-- start Records for processing --
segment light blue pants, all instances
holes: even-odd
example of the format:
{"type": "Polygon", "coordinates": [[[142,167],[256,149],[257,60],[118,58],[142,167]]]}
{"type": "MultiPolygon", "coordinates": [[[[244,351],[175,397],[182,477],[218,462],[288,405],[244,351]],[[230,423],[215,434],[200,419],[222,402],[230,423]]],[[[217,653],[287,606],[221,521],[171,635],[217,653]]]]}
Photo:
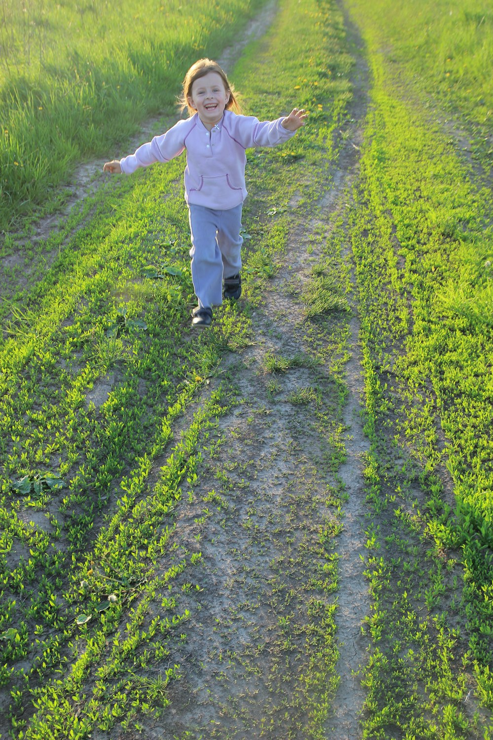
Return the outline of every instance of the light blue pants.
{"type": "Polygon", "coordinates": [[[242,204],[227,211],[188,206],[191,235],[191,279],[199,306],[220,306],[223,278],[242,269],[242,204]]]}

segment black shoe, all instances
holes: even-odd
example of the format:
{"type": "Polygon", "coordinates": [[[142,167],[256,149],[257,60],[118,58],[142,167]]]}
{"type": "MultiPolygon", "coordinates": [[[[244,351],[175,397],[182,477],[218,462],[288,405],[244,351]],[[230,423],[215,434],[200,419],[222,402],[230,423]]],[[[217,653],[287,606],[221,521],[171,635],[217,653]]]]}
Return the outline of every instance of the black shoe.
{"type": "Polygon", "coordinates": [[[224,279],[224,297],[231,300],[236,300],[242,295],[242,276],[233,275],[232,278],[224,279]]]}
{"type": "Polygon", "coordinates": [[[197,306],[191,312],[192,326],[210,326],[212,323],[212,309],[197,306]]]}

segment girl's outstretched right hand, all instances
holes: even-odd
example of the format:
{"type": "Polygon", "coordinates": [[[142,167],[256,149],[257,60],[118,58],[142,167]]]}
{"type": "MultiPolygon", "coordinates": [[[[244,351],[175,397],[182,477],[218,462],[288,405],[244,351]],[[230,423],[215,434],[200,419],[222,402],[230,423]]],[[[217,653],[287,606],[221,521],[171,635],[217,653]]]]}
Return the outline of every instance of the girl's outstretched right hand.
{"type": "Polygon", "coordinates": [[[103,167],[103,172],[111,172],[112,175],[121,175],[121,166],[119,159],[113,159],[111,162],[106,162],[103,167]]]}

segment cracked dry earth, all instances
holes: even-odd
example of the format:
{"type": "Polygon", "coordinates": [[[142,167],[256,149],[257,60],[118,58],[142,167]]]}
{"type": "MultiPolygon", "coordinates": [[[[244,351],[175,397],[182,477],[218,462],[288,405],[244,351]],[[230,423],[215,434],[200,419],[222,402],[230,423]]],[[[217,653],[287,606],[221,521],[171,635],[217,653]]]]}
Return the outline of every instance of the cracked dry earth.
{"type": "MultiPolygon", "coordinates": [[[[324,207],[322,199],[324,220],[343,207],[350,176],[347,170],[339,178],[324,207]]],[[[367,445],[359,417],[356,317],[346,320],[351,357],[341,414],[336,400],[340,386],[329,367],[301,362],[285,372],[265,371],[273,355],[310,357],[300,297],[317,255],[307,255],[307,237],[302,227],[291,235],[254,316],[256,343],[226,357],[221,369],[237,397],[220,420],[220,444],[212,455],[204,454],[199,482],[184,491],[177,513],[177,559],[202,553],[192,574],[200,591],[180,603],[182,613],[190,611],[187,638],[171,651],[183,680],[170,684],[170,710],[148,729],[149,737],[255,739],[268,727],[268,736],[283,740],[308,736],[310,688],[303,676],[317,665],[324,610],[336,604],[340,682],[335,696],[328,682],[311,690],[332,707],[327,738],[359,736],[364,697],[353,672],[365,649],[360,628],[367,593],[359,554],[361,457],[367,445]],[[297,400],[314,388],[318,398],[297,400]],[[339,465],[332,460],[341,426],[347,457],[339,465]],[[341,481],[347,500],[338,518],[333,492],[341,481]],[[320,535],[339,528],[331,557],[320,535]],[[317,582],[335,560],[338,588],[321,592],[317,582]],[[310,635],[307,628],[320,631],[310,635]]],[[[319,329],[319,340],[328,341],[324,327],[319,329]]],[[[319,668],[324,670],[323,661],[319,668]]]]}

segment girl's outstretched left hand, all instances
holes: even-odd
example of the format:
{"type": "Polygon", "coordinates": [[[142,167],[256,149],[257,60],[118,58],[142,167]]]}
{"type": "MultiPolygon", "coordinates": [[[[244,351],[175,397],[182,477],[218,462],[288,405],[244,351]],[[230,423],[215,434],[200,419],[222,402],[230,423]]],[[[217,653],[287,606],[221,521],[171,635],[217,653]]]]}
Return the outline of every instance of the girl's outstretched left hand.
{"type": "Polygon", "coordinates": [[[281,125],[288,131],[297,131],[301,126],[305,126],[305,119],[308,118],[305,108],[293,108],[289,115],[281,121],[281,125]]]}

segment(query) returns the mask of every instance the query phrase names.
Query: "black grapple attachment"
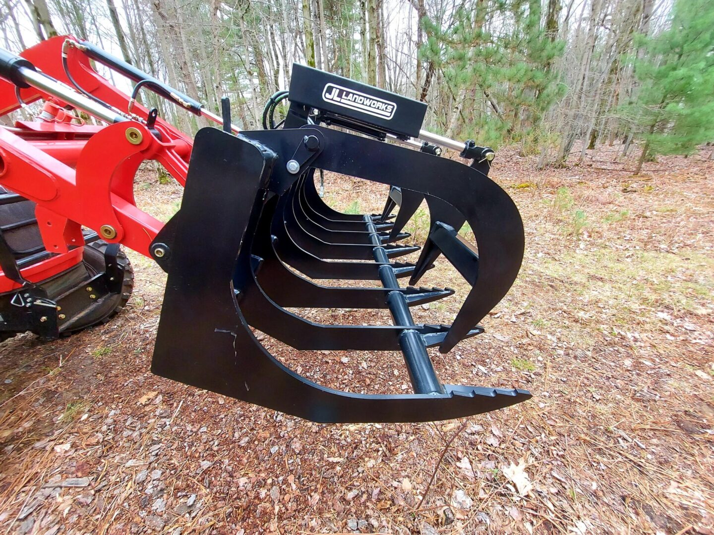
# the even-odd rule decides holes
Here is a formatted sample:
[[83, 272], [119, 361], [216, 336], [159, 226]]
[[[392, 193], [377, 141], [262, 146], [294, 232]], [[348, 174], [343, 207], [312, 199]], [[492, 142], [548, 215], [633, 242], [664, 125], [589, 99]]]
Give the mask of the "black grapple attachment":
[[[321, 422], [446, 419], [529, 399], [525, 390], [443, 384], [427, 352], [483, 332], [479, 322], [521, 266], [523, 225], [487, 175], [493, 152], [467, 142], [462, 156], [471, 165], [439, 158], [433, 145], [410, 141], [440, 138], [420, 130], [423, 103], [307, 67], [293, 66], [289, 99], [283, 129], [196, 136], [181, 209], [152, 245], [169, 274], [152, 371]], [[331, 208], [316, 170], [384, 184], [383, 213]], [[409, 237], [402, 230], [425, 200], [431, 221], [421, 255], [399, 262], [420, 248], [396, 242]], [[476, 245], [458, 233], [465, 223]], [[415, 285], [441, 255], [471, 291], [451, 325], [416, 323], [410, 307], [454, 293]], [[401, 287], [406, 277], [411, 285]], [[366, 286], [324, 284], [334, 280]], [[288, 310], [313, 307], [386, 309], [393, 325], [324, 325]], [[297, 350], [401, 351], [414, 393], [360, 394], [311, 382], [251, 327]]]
-- end Records for processing --
-- start Records for processing --
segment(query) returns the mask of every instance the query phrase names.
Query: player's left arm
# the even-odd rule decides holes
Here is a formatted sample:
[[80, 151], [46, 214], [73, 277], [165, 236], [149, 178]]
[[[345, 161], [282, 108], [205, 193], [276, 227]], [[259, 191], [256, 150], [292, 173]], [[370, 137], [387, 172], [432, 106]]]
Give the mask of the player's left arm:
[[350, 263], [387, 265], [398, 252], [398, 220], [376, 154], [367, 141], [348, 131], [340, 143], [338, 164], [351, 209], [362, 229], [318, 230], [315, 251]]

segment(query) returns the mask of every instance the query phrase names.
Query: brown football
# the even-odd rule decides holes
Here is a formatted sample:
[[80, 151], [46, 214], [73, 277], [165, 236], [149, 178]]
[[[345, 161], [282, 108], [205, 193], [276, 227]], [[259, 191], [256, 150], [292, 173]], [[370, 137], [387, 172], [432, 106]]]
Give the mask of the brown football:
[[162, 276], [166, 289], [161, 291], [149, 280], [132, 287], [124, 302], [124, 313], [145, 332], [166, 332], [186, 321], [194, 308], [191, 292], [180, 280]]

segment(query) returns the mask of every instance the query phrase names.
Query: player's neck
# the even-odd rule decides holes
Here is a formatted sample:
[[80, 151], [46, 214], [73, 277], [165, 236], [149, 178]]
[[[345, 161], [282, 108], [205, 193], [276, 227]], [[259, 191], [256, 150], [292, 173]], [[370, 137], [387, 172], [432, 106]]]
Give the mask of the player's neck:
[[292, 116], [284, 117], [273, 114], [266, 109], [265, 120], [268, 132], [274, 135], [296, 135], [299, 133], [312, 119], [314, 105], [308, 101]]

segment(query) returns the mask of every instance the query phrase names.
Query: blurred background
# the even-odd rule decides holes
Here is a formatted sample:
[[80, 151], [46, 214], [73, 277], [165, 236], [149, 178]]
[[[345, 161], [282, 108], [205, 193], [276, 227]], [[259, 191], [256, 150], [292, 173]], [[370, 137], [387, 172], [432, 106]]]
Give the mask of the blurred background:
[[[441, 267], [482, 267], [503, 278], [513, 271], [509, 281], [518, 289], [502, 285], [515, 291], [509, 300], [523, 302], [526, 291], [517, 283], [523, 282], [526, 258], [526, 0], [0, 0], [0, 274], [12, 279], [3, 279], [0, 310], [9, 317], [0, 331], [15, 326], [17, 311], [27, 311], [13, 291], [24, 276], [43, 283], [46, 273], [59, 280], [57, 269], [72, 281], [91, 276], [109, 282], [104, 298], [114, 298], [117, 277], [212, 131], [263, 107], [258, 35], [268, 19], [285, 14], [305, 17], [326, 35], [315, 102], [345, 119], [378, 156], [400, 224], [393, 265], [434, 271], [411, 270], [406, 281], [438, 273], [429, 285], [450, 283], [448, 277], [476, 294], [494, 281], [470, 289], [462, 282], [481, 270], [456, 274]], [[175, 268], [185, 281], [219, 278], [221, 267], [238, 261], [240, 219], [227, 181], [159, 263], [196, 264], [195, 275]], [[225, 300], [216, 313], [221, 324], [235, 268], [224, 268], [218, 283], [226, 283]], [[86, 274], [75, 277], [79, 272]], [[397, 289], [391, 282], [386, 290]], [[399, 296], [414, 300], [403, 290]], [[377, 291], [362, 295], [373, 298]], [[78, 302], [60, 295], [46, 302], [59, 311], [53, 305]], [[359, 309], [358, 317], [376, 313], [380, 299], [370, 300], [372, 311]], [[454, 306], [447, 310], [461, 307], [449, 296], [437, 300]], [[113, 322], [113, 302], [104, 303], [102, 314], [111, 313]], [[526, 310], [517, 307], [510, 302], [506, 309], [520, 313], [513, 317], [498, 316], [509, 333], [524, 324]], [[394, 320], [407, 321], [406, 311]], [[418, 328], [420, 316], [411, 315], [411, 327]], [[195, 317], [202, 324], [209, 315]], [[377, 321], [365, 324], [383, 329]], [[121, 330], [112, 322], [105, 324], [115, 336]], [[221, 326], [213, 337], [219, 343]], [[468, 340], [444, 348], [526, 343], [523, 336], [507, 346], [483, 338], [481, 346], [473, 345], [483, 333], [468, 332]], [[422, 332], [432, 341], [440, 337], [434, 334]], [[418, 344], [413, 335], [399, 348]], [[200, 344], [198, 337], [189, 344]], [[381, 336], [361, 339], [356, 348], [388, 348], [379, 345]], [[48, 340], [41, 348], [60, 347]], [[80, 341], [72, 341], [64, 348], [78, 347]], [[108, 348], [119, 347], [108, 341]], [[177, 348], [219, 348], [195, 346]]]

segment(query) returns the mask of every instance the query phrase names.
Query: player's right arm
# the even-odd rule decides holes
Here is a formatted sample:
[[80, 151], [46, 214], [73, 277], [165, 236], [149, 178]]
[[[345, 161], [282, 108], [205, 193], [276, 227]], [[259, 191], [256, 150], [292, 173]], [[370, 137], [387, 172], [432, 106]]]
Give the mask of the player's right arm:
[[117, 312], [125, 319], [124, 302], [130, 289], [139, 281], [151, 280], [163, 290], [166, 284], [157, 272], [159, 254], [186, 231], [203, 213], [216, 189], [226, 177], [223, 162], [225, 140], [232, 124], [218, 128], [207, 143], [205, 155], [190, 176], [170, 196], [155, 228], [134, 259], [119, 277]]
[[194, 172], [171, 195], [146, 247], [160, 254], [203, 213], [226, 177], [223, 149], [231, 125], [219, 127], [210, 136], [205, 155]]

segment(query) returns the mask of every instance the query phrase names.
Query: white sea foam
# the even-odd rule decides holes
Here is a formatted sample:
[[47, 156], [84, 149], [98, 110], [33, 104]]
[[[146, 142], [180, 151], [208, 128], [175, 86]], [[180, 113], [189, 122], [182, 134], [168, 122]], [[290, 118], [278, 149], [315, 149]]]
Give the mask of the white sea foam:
-- end Records for processing --
-- start Records for processing --
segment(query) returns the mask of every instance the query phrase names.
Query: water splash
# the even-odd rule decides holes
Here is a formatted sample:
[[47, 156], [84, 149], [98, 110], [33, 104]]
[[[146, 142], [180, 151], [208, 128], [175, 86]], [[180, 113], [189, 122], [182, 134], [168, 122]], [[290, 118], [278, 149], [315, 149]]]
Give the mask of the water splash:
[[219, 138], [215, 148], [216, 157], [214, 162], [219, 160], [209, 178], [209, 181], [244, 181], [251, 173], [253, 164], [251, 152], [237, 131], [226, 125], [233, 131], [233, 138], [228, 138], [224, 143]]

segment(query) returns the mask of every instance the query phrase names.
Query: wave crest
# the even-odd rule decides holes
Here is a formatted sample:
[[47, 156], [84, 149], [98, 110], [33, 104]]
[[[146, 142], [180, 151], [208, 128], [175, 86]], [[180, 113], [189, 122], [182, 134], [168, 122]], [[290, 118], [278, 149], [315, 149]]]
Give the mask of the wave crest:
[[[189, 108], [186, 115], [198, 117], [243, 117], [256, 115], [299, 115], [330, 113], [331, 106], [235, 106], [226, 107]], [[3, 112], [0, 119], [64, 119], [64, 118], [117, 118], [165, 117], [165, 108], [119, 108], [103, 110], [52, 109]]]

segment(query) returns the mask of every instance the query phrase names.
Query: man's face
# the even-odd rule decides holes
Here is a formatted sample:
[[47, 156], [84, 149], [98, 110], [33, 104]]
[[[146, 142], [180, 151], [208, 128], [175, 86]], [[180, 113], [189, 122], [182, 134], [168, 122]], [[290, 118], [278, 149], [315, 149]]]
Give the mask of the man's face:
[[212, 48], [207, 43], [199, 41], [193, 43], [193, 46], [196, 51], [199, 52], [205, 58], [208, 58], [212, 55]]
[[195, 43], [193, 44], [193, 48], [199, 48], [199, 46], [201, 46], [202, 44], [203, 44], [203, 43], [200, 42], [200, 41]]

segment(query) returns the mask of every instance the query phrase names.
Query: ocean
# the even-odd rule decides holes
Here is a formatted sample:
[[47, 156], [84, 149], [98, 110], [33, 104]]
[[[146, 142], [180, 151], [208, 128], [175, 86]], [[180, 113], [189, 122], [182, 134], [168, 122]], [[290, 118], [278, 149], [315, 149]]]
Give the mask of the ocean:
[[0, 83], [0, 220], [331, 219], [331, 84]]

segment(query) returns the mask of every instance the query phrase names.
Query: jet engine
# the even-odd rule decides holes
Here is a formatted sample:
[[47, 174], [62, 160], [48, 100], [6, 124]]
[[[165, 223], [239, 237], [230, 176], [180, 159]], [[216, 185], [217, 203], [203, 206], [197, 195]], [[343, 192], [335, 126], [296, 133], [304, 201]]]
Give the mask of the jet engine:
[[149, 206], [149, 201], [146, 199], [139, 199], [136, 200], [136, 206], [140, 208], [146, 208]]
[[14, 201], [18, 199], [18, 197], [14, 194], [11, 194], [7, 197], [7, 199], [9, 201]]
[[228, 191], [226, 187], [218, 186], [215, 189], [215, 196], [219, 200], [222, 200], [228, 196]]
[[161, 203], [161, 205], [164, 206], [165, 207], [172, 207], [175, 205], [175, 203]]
-- end Records for processing --
Show every line of the records above that contains the word "Give", copying each line unchanged.

Give the mask of the "black grapple attachment":
Give the mask of the player's left arm:
Give the mask of the brown football:
Give the mask of the player's neck:
Give the mask of the blurred background:
Give the mask of the player's right arm:
Give the mask of the white sea foam:
Give the mask of the water splash:
Give the mask of the wave crest:
Give the mask of the man's face:
Give the mask of the ocean:
Give the mask of the jet engine:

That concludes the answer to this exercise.